▶ PROBLEM: Continue the text on Sedgwick County government issues, starting right after its last sentence.

▶ PAGE EXTRACT:
++++++++++
The jail is one of the biggest issues facing Sedgwick County Government.  On top of the surging crime in our community, we have over 1500 inmates currently sitting in our jail, including 117 murder suspects, and yet we are down over 100 deputies to properly staff daily operations.  Due to the staffing crisis, our Sheriff is severely limited in his capacity to enact much needed reforms in how we deal with inmates struggling through mental health and substance addiction.  I’m advocating for a stability first approach that gets the Sheriff the resources he needs to effectively run the jail.  Once we find stability, I will work alongside the Sheriff to help him accomplish reforms that can modernize and complement our community approach.

  • Juvenile detention?

Our juvenile detention system has faced increased scrutiny due to the heartbreaking incident with CJ Lofton. Shortly after, we also saw the temporary closing of the Juvenile Residential Facility (JRF) due to staffing shortages. The community taskforce highlighted multiple items needed at JAIC and the detention facility – and I’m an advocate for seeing those recommendations through to completion including stronger mental health support.

The conversation surrounding juvenile detention also highlights the underlying need of foster care reform. We have over 1200 Sedgwick County kids in our foster care system and data shows that a high percentage of them will end up in the criminal justice system at some point in their lives. We need to continue pressuring our state partners to enact reforms and stand up better support systems for these kids and the families in the system.

Lastly, we are also seeing greater mental health needs in our youth. There are key social determinants that are connected to juvenile crime that cannot be overlooked. USD 259 has 70% of children living below the poverty line and graduation rates are lagging. I’m an advocate for community partnerships and collaborations that can help us better meet the needs of our children.

What are your thoughts on election integrity in Sedgwick County? Across the United States? Would you change the election process, and how?

I believe that we do a good job in Sedgwick County with election security. Is the process perfect? No. There are always ways we can improve and I would work with our Election Commissioner and Secretary of State’s Office to advocate for safe, secure and accessible elections. This underscores the need for transparent government and how hard elected officials must work to ensure the confidence of our citizens. One practical approach to help provide confidence is to ensure that the state and county are appropriately funding the Elections Department so that we can provide adequate resources to run efficient elections.
++++++++++
(Dataset entries)
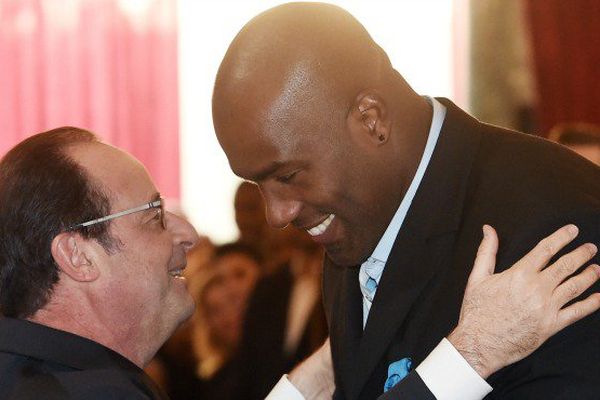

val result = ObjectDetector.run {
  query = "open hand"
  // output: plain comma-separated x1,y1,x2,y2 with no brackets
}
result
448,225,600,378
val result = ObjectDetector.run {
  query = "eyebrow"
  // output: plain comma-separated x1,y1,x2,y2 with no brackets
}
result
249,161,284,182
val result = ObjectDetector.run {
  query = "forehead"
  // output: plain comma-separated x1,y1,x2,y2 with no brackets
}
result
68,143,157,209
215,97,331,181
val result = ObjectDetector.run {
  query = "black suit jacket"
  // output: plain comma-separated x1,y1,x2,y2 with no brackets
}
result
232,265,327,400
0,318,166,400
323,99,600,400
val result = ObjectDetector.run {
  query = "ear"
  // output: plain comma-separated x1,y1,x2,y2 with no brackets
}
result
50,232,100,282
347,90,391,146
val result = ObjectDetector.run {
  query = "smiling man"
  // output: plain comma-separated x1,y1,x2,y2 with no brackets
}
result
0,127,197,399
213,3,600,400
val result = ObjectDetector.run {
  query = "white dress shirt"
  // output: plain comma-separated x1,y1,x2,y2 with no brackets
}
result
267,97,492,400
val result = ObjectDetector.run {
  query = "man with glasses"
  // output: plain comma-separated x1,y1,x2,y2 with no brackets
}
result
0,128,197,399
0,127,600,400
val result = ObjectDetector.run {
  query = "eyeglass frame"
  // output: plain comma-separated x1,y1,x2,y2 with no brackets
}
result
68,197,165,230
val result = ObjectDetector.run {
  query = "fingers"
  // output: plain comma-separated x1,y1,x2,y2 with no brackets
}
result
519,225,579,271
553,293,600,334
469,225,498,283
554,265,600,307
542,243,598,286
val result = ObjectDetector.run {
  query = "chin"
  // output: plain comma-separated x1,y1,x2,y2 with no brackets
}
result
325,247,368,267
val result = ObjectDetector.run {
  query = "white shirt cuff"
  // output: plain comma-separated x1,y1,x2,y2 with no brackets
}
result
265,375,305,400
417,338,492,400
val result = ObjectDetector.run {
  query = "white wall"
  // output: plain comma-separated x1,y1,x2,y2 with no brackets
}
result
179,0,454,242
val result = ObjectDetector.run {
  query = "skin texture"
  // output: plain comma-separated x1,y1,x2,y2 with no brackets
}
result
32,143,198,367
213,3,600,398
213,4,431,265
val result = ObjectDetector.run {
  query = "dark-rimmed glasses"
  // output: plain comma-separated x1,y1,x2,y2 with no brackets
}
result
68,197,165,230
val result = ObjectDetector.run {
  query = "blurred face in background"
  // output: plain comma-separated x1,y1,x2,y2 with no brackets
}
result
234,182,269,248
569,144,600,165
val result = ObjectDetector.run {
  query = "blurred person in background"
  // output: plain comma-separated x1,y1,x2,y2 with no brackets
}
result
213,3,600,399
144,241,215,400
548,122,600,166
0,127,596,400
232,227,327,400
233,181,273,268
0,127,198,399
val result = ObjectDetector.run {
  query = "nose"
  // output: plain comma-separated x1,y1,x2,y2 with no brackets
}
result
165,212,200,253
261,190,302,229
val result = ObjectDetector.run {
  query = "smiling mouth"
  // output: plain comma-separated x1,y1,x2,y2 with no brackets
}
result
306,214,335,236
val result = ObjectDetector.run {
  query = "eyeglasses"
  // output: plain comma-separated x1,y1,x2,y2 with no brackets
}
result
++++++++++
▶ RESPONSE TO THE EXERCISE:
In regard to national elections, I think we do a good job in Kansas and wish other states across the country adopted some of the measures we take here to improve voter confidence.

What do you consider to be the biggest issues facing Sedgwick County, and how would you address them?

We are a community in crisis. We see instability in public safety departments like EMS, County Fire and the Sedgwick County Jail, as well as complex structural problems facing public health departments like COMCARE. All of this with the backdrop of surging crime, substance abuse and mental health challenges. We also see stagnation economically. Soaring inflation and increases in property taxes have left our small business community and working-class families feeling the squeeze. On top of these challenges, we have all seen what the toxic political environment has done to the relational health of this community. We are more divided than ever before and the lack of civility has stagnated our progress.

That’s why I’m asking for our people in district 4 to vote for me. I have the experience to help our community navigate a very pivotal season. I also have the relational capital with colleagues on the commission, staff, non-profits and our business communities to build the support and make progress on our most pressing needs. Sedgwick County needs leadership that is committed to collaboration and civility.